=== SUPPLIED MATERIAL ===
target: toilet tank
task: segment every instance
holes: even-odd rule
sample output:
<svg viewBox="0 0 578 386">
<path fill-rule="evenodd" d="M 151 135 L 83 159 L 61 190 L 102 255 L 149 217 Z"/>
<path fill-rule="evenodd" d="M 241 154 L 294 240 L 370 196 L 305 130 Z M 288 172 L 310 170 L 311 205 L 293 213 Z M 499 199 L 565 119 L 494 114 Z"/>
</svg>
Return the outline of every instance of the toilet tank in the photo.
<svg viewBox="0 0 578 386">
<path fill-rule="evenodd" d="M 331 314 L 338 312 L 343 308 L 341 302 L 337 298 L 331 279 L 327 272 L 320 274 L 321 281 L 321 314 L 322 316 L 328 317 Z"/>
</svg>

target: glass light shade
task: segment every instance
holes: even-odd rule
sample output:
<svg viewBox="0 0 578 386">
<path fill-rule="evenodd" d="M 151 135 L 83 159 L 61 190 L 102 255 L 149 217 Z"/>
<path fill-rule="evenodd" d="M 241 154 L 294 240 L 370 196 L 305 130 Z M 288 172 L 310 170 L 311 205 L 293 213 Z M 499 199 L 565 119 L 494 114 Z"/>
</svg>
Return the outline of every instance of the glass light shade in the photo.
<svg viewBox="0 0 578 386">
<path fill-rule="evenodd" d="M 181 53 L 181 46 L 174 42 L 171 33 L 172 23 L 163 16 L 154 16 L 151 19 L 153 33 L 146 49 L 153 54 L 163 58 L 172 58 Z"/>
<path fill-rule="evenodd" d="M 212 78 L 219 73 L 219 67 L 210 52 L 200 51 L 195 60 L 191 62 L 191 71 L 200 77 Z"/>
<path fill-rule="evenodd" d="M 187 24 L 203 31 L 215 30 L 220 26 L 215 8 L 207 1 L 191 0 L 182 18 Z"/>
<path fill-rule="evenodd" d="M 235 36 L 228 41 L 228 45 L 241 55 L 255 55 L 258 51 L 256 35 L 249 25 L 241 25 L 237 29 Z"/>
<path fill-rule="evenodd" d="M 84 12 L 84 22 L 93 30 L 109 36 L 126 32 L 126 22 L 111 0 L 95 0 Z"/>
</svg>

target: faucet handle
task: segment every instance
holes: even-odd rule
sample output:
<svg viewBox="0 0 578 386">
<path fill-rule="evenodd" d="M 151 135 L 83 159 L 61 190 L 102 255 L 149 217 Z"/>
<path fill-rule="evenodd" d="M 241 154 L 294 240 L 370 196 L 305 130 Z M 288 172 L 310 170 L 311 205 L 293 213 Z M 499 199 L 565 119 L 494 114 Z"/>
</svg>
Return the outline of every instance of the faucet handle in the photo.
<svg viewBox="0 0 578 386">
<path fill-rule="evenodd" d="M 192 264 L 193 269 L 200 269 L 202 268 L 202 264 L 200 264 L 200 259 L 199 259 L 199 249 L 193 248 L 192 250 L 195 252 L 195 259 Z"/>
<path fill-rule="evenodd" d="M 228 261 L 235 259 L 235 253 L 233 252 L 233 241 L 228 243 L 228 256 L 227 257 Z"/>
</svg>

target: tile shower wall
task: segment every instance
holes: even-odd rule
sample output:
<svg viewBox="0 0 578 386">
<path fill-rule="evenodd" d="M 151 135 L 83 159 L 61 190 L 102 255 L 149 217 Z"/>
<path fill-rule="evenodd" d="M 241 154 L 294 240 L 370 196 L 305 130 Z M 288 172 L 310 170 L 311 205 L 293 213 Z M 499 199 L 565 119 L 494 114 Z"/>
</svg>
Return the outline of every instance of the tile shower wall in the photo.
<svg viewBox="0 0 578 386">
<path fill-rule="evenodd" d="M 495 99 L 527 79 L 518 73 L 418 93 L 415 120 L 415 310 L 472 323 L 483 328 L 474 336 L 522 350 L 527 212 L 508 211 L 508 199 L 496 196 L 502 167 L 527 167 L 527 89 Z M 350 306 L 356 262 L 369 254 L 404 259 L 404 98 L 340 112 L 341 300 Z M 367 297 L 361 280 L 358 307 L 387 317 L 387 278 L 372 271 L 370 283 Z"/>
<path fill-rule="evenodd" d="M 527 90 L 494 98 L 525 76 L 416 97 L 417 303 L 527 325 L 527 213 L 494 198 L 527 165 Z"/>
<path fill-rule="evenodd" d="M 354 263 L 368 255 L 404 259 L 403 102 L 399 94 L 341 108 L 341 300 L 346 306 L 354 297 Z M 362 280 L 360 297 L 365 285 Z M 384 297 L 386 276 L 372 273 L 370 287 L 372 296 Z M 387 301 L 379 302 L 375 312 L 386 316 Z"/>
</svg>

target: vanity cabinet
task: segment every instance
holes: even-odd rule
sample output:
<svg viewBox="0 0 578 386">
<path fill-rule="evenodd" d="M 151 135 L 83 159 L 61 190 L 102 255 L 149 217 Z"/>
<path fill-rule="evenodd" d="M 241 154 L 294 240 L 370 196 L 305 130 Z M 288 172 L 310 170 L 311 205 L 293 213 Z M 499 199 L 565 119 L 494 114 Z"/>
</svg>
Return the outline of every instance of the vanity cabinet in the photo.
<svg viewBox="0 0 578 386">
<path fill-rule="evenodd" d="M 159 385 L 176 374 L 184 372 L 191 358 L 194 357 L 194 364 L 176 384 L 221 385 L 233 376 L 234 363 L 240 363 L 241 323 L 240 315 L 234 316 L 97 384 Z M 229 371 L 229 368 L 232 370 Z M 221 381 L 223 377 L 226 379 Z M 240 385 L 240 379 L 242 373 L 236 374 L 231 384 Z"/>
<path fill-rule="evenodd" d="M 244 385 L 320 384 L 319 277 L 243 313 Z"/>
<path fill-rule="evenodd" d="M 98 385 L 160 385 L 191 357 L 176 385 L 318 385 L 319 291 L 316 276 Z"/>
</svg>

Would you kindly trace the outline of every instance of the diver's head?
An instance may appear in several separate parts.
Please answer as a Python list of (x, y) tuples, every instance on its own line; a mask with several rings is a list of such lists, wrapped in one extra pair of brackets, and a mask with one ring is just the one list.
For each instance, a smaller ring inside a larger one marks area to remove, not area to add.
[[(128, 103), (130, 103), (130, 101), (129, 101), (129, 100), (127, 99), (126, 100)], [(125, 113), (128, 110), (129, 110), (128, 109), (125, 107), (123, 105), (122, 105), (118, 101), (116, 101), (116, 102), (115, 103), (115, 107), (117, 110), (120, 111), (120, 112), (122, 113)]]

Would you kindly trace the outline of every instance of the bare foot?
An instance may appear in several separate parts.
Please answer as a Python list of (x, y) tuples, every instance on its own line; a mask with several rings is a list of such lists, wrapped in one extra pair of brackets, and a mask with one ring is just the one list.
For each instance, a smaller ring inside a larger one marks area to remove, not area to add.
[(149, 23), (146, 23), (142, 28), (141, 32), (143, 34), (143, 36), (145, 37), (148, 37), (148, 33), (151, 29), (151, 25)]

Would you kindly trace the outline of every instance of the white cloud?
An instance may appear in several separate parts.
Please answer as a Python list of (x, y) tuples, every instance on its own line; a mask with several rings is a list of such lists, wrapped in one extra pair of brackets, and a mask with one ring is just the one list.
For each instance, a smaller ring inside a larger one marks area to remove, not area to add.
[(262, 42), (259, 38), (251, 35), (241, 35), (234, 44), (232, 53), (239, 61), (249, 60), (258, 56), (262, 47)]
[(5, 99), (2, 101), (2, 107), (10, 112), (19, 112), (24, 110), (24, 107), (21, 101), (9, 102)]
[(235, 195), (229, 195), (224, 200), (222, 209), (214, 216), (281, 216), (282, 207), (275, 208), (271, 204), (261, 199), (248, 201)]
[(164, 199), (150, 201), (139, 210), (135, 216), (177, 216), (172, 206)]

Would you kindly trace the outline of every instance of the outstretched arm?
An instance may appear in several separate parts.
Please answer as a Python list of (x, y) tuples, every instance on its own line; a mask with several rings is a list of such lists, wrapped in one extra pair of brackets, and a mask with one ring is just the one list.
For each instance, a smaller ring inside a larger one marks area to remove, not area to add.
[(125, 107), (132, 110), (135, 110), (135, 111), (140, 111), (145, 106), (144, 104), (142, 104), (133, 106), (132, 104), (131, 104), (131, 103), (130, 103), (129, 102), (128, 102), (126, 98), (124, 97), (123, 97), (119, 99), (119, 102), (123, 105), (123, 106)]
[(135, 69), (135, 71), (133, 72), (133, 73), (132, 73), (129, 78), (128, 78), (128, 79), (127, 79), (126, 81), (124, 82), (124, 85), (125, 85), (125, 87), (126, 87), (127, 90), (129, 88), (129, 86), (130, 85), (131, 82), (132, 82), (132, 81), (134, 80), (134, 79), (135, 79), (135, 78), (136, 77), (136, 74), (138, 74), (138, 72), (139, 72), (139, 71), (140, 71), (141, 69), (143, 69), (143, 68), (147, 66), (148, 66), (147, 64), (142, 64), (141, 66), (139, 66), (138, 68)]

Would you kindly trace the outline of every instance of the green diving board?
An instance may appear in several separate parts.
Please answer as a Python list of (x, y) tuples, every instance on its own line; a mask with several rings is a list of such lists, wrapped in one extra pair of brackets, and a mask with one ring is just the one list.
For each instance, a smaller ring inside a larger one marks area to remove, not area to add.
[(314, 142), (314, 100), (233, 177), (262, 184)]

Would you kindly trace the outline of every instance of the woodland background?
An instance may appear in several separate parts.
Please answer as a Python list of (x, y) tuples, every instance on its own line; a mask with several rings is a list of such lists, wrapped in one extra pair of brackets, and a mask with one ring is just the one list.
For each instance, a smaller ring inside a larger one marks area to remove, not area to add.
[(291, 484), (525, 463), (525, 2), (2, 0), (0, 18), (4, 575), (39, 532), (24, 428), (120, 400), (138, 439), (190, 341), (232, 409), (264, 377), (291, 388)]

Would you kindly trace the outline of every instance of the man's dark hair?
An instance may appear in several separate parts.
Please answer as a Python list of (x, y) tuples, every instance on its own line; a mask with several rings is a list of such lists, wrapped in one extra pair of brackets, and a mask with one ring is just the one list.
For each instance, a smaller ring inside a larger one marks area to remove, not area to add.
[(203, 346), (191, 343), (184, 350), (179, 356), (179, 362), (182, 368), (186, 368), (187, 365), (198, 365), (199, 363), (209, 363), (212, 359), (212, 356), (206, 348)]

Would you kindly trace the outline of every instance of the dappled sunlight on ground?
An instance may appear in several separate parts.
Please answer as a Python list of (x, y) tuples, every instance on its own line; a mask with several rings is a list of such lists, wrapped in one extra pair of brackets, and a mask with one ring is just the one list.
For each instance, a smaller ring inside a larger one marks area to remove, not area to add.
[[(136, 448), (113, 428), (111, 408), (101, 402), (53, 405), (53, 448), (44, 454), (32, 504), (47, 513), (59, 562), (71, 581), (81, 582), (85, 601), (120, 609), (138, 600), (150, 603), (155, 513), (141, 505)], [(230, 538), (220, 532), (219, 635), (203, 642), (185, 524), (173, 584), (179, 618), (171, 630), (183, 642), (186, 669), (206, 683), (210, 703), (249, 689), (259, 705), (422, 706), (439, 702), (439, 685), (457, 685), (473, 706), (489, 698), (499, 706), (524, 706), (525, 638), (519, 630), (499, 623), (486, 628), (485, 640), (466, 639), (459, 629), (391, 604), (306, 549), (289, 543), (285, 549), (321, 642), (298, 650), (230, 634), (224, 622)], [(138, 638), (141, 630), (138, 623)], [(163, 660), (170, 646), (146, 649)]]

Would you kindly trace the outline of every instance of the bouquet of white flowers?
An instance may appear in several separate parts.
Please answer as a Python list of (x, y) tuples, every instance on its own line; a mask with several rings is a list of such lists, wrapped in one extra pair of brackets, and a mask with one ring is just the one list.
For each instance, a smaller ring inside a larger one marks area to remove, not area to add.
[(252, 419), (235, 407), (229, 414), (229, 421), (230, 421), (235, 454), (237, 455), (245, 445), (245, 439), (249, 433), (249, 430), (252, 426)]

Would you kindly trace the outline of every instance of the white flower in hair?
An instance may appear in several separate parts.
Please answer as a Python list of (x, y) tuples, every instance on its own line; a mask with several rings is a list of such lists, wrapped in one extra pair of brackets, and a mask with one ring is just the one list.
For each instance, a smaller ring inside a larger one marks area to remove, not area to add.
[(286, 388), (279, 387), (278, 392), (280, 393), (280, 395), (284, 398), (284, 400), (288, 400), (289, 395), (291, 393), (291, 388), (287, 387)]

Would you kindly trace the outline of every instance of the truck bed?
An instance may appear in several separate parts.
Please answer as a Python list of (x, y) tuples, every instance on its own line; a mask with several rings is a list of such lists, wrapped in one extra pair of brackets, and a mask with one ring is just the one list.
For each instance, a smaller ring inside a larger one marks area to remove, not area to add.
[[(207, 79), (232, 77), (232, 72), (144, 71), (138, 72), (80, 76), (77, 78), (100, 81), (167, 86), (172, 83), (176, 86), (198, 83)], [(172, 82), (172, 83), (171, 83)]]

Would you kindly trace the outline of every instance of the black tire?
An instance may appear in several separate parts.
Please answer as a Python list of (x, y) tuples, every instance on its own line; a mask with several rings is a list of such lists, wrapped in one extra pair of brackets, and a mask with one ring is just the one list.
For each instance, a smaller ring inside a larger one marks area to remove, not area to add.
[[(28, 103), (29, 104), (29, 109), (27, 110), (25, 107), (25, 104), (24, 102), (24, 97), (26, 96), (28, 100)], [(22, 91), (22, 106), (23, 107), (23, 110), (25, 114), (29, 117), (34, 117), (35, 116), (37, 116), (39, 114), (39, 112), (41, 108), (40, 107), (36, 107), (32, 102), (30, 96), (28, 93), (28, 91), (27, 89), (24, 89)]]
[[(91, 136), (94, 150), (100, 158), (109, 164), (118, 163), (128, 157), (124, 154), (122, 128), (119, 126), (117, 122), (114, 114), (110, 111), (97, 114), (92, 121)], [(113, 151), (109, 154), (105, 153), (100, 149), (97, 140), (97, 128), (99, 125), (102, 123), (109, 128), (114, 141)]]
===
Copy the data from the line with "of white flowers?" to the line with "430), (252, 426)]", substituting "contour" for "outline" and leaving everything else unchanged.

Would you kindly trace the contour of every instance of the bouquet of white flowers?
An instance may appear in several separate parts.
Please answer as a Python list of (x, y) tuples, every instance on its own line; a mask with several rings is a list of such lists, wrapped in one extra pair of brackets, and a mask with one ring is just the one list.
For each instance, a smaller ring inside a larger one marks area to remove, not area to add.
[(252, 419), (235, 407), (229, 414), (229, 421), (230, 421), (235, 454), (237, 455), (245, 445), (245, 439), (249, 433), (249, 430), (252, 426)]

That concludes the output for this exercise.